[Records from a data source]
-- begin --

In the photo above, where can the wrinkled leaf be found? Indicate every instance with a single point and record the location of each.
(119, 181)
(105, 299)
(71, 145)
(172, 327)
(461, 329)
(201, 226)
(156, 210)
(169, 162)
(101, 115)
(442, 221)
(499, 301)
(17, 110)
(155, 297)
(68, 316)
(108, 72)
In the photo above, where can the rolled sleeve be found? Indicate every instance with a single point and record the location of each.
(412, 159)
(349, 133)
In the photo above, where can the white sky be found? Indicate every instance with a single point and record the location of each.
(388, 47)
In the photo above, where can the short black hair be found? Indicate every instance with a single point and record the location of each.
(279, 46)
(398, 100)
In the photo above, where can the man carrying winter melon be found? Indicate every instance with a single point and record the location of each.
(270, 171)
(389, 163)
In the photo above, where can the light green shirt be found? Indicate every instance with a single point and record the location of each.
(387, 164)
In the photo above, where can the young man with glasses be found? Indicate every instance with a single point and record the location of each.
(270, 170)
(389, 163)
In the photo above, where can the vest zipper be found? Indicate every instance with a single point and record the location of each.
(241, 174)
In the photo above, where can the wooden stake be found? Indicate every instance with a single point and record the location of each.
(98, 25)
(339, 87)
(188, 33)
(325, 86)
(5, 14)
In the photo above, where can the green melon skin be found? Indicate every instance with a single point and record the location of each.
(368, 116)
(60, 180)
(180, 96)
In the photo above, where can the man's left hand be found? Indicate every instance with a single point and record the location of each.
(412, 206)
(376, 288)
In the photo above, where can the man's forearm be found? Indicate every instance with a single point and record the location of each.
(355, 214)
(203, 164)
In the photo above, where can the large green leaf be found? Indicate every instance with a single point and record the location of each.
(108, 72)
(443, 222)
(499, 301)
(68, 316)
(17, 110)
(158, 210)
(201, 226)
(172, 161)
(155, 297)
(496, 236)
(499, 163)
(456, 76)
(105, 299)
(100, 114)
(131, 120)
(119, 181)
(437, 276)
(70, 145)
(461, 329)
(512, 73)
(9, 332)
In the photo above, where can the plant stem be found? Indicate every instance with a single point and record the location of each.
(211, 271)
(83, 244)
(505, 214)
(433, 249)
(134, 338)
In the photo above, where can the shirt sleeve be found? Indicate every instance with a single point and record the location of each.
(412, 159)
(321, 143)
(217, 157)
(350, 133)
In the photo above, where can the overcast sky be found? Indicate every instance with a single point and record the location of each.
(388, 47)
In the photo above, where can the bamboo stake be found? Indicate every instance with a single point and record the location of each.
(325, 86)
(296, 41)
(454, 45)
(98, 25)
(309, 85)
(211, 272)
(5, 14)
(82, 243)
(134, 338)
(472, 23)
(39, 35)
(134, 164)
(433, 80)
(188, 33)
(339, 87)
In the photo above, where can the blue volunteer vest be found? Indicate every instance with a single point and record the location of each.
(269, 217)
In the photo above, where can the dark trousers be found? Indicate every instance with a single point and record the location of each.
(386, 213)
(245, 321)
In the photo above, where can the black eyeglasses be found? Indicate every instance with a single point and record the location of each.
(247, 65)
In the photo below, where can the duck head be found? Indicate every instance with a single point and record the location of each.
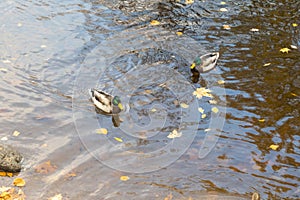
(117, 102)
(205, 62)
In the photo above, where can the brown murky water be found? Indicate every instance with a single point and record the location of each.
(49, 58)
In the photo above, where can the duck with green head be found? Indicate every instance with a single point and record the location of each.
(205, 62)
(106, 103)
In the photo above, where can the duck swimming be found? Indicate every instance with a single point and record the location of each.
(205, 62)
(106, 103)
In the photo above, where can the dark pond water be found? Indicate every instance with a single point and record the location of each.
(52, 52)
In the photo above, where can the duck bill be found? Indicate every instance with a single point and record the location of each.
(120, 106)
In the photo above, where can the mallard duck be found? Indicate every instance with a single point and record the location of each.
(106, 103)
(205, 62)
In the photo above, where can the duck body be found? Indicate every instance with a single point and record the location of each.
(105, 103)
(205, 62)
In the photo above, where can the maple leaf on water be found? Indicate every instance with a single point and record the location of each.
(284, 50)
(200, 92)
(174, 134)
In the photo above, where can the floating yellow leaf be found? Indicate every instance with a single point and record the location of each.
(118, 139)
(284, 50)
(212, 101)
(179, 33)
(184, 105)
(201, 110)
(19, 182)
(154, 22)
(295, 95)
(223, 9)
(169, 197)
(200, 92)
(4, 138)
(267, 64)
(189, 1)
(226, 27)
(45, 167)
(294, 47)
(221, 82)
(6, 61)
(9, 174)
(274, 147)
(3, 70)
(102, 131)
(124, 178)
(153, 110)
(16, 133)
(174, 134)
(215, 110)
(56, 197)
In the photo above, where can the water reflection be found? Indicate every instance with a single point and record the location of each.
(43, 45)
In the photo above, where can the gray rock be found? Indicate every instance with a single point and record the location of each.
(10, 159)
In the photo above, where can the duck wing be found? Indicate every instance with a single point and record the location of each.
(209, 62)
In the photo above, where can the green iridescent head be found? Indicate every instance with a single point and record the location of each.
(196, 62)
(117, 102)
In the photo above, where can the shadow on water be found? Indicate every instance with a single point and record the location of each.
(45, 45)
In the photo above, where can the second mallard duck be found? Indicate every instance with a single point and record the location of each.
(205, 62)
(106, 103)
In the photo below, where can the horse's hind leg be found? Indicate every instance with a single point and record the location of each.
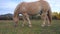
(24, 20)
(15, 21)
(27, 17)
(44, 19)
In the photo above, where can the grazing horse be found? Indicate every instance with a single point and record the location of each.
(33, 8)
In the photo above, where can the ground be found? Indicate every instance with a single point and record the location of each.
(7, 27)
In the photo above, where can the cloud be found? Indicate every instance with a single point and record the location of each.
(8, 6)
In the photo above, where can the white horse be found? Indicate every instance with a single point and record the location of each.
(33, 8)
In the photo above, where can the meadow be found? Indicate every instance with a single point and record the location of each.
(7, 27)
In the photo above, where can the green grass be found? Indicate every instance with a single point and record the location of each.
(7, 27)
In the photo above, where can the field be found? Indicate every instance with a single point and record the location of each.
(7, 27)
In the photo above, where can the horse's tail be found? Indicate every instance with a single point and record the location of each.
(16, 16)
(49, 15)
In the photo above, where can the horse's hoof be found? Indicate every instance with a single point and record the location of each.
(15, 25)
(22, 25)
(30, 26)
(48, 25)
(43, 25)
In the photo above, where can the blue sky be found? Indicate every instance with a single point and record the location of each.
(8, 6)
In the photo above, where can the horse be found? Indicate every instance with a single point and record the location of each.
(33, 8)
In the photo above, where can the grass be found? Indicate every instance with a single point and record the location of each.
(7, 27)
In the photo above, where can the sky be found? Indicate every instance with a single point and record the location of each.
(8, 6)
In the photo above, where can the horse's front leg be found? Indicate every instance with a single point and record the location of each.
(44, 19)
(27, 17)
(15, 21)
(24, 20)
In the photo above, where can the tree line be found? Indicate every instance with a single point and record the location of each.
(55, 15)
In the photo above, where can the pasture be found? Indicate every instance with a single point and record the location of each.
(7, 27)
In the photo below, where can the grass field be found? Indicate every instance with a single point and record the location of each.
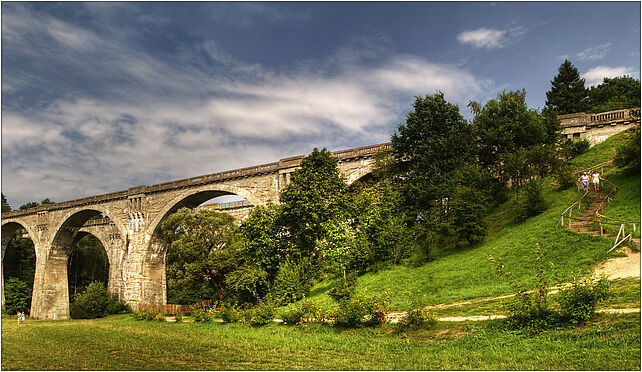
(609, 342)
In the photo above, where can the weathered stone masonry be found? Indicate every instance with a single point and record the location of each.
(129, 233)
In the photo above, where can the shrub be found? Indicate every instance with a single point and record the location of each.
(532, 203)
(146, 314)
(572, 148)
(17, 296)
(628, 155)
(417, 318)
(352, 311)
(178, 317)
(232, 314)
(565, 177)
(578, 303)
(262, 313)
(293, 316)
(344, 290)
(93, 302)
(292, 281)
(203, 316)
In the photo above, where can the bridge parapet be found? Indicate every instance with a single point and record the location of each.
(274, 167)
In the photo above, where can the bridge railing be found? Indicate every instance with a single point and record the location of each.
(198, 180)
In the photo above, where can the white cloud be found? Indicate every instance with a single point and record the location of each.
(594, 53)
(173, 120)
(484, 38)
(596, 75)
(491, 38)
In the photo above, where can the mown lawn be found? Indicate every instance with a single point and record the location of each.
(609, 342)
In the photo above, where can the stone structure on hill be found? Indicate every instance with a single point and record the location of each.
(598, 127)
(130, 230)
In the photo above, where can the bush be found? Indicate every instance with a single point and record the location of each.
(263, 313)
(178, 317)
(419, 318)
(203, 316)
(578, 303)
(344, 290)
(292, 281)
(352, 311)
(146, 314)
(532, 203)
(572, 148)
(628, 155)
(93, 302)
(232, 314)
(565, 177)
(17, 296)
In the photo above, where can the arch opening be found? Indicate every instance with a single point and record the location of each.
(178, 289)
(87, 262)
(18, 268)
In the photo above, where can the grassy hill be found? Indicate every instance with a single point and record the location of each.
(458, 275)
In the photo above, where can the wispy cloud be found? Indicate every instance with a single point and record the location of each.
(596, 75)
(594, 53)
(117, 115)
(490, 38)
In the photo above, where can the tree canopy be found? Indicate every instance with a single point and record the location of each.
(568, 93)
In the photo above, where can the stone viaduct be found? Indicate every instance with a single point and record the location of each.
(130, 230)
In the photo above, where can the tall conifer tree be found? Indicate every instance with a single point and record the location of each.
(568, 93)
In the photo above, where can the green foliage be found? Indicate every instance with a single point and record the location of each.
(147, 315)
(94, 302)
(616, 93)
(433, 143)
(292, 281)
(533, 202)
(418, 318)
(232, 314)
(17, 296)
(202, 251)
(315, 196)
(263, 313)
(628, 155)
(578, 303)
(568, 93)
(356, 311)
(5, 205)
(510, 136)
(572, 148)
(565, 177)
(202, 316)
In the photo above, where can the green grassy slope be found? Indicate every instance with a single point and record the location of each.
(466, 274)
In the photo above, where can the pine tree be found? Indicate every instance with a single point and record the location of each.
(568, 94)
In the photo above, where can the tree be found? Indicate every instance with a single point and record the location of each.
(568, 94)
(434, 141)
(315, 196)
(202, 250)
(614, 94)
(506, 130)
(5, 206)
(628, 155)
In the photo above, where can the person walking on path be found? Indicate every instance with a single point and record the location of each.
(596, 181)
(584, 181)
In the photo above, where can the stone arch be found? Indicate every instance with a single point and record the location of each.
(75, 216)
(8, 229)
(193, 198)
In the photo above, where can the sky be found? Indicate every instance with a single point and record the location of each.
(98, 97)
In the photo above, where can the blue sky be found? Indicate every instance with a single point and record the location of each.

-- end --

● **DIRECTION**
Give the lines from the one containing "In the photo above, where can the green foliage" through the end of the entries again, exactly as written and with no other lines.

● **FINAL ANSWER**
In the photo above, where can the green foliage be found? Indicate every instance with a single point and record the location of each.
(147, 315)
(94, 302)
(616, 93)
(433, 143)
(292, 281)
(533, 202)
(418, 318)
(232, 314)
(17, 296)
(202, 251)
(315, 196)
(263, 313)
(628, 155)
(578, 303)
(568, 93)
(356, 311)
(5, 205)
(510, 136)
(572, 148)
(565, 177)
(202, 316)
In the photo above, where can the green grassy slope be found? Indicate every instance with a single point and record the location of each.
(466, 274)
In the photo above, where can the pine tree be found? Indicate every instance with a single point and record the location of each.
(568, 94)
In the photo above, where can the tree be found? Indicate every instance with a single point and record the location of each.
(568, 94)
(434, 141)
(315, 196)
(202, 250)
(614, 94)
(506, 130)
(5, 206)
(628, 155)
In the photo above, where can the person walking on path be found? Indicate every instance with a single point and record the location of each.
(596, 181)
(584, 181)
In the photo above, where can the stone arch be found? Indicate every instance with a single point and record the location of each.
(75, 216)
(8, 229)
(193, 198)
In the photo above, where can the sky be found? Indicate every instance with a single point and record the location of each.
(98, 97)
In the photo above, where can the blue sky be found? Indicate every instance with a single point and record the location of each.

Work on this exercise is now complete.